===== Source material

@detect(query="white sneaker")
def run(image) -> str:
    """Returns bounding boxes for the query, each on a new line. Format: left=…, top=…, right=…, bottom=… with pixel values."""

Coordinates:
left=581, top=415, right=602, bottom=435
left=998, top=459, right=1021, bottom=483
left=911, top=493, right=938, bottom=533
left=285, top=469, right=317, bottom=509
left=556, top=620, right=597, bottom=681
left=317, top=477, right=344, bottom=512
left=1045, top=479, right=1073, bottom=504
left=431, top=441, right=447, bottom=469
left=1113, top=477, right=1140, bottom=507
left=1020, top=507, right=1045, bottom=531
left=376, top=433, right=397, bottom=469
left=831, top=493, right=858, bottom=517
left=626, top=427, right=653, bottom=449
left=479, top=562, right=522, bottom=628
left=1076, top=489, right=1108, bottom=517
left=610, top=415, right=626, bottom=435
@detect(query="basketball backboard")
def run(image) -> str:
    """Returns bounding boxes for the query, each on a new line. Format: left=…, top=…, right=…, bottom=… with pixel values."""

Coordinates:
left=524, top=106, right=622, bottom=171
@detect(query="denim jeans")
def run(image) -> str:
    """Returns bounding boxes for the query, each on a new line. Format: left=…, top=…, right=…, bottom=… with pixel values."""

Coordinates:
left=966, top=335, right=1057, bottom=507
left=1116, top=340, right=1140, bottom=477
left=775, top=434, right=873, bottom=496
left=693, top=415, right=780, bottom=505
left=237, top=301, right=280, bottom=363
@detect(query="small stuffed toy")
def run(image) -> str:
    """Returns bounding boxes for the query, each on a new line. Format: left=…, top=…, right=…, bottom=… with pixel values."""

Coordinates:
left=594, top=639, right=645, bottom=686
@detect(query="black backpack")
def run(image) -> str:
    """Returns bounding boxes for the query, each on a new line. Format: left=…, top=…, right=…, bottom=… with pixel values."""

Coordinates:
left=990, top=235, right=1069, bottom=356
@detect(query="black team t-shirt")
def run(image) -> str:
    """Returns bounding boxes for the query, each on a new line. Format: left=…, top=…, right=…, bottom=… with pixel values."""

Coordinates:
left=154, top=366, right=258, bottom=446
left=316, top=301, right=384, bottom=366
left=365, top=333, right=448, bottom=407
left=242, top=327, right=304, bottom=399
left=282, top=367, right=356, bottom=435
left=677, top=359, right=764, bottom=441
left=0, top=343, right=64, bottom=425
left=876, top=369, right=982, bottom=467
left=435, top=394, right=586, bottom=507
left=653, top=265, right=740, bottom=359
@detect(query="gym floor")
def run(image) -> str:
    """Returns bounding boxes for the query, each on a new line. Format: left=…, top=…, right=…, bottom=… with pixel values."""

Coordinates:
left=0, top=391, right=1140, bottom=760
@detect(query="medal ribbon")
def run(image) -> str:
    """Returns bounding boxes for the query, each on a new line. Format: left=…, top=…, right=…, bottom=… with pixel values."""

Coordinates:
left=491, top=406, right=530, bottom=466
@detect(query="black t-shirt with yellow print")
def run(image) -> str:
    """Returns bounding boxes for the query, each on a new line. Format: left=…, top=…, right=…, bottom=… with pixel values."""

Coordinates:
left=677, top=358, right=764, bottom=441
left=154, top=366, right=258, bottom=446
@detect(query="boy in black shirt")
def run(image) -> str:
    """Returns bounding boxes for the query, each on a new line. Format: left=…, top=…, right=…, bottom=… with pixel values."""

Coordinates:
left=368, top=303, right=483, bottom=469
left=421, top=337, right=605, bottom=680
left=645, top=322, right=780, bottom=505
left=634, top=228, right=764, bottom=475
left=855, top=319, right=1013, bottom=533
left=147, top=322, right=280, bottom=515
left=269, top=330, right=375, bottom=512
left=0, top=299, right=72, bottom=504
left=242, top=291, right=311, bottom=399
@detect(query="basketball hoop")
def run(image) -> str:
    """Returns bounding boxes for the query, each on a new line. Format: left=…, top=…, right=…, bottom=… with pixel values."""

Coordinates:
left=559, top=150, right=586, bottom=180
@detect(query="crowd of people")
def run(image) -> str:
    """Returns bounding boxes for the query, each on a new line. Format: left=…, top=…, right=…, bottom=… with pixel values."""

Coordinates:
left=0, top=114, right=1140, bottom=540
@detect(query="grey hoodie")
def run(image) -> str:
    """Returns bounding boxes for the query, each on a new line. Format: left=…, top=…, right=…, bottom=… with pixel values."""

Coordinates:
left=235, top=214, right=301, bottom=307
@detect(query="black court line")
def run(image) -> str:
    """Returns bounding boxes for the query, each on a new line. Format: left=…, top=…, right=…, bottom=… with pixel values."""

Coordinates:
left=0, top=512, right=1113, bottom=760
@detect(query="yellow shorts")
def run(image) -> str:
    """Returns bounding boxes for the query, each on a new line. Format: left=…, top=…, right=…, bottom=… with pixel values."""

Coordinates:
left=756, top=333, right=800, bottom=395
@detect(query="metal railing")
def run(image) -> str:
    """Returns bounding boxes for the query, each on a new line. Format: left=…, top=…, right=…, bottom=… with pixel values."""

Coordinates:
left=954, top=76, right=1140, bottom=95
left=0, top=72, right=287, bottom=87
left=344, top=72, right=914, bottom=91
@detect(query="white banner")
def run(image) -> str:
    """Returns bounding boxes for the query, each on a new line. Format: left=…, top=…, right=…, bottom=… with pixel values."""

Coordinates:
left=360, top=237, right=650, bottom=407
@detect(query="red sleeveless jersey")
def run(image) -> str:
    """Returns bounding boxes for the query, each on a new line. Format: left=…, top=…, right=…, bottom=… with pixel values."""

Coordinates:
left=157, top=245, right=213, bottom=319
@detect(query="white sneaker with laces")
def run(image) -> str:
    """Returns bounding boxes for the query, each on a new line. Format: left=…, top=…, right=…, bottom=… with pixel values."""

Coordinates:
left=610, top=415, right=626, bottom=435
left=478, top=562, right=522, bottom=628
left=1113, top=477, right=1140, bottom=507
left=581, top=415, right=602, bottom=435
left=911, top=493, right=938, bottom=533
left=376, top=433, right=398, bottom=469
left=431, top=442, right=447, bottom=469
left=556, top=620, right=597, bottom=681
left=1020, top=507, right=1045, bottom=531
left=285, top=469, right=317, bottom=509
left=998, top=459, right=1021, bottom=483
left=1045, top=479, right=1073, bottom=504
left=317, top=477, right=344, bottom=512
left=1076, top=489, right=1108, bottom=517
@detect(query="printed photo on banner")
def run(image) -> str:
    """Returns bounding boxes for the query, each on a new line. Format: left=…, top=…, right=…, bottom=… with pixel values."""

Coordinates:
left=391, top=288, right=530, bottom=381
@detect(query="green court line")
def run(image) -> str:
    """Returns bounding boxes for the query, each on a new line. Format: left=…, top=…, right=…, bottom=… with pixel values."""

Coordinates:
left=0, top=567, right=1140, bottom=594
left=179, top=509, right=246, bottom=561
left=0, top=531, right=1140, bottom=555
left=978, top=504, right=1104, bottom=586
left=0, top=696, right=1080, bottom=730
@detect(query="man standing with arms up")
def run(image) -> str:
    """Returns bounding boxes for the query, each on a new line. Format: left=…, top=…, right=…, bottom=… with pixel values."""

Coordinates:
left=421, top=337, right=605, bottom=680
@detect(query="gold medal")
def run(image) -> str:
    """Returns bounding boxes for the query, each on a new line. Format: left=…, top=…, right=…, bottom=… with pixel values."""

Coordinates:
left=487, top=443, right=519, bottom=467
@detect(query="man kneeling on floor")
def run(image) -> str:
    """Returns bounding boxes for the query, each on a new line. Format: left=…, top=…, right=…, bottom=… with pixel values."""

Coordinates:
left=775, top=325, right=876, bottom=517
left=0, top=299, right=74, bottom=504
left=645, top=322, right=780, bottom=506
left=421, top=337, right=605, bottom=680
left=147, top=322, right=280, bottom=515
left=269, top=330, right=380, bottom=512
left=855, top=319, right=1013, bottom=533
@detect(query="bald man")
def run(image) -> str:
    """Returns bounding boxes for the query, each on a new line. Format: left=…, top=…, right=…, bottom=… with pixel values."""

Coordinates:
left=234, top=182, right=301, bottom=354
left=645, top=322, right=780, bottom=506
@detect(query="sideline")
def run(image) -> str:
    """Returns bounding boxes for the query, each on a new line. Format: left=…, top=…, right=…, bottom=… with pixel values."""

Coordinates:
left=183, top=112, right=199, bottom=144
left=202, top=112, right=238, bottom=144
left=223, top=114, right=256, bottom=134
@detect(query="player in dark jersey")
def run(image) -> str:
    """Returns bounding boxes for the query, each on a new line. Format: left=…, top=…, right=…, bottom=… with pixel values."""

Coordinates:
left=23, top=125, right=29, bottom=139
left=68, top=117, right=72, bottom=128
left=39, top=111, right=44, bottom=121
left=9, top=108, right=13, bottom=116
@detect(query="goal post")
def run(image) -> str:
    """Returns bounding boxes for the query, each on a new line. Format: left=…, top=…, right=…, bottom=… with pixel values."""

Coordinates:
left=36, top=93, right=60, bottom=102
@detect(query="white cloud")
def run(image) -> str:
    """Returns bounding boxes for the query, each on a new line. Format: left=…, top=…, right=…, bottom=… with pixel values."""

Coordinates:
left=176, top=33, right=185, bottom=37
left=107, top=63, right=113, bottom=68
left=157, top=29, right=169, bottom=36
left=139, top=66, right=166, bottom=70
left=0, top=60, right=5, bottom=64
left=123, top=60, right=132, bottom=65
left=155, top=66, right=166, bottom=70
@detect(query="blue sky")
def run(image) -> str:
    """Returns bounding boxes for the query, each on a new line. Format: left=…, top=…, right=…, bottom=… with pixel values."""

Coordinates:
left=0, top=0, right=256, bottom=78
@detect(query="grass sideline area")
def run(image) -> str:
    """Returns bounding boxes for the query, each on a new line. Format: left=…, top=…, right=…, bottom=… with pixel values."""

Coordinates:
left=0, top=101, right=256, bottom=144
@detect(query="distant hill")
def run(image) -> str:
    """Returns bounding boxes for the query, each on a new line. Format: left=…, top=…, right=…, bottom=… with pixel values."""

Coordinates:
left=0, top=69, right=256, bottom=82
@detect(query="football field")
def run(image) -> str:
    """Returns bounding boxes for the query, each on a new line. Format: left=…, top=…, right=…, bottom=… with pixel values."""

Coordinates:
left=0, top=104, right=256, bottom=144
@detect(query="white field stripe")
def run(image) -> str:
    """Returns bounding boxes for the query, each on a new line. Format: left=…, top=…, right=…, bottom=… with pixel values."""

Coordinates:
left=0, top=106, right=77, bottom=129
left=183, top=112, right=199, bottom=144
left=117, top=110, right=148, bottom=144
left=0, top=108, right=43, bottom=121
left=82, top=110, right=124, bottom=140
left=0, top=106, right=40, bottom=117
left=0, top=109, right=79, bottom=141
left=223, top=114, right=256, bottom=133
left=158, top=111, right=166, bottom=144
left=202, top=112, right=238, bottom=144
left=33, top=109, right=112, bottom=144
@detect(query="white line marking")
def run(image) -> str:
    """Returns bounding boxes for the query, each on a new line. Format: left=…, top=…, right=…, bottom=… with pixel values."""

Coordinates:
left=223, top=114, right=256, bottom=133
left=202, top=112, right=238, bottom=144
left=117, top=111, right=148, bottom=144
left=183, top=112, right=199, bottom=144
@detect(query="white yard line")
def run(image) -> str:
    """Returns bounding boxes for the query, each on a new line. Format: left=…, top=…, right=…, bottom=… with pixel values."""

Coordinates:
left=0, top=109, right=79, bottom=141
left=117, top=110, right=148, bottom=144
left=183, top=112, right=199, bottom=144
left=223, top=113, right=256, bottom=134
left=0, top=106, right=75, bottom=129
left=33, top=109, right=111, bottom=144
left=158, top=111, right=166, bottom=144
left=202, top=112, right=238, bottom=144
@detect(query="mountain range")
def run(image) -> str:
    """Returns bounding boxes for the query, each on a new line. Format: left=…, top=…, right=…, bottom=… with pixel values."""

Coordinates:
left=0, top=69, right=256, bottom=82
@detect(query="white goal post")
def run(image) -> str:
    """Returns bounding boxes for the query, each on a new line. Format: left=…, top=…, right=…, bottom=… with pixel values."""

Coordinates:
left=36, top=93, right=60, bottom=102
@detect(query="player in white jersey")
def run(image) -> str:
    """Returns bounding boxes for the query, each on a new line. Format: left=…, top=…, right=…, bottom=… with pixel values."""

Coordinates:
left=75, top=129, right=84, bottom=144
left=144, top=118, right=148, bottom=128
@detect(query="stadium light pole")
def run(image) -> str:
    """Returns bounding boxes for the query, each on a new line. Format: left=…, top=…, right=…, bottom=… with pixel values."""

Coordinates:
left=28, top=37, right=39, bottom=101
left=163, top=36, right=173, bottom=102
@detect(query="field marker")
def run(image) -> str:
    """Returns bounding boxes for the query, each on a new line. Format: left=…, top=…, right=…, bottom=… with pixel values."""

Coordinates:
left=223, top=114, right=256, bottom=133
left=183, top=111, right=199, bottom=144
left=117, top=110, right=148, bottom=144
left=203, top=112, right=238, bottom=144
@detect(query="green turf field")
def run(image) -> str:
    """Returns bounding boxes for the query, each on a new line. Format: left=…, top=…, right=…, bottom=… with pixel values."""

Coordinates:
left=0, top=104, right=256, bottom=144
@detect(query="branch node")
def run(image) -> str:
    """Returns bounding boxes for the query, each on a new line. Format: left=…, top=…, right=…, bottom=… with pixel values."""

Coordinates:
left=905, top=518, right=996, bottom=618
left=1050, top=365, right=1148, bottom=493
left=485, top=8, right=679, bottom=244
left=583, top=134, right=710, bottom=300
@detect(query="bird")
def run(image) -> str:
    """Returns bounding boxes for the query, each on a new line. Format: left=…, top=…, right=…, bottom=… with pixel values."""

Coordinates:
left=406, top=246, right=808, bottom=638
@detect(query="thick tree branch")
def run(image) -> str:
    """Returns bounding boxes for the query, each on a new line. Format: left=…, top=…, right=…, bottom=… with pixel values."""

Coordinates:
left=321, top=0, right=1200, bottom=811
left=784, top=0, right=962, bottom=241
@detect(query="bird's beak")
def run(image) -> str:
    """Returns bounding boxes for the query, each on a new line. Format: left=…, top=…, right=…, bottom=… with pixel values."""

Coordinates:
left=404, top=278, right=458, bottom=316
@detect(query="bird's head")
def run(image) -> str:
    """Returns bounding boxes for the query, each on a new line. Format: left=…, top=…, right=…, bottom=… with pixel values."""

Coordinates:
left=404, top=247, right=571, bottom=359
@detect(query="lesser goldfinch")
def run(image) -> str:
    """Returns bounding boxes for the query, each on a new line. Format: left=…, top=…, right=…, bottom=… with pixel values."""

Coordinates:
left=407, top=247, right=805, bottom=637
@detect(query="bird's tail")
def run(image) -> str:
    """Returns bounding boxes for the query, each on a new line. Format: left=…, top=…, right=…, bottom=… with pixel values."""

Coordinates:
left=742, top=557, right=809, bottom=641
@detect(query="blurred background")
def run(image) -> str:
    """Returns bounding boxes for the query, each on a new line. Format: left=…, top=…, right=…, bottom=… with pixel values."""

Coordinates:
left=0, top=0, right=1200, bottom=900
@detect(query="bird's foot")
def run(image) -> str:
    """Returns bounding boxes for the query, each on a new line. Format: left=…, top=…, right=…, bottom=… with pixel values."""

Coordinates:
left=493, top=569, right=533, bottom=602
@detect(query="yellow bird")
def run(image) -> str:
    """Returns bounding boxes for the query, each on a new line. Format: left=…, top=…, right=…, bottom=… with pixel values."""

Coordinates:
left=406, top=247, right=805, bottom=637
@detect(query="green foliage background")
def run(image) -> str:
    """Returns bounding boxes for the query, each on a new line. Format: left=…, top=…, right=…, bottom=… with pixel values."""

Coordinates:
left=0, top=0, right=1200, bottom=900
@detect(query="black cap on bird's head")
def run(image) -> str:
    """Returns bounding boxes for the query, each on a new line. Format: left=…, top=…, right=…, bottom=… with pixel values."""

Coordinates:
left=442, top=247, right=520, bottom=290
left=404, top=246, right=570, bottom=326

==========

Exercise: Rewrite everything from the line containing "cap on bird's" down to the end of the material above as a numbered list, one line per item, with blank lines left out.

Solution to this problem:
1. @detect(query="black cap on bird's head")
2. def run(image) -> str:
3.     """Returns bounding boxes for the query, each on a new line. Format: left=…, top=…, right=…, bottom=… with pixel values."""
4. Coordinates:
5. left=442, top=247, right=520, bottom=290
6. left=404, top=246, right=570, bottom=326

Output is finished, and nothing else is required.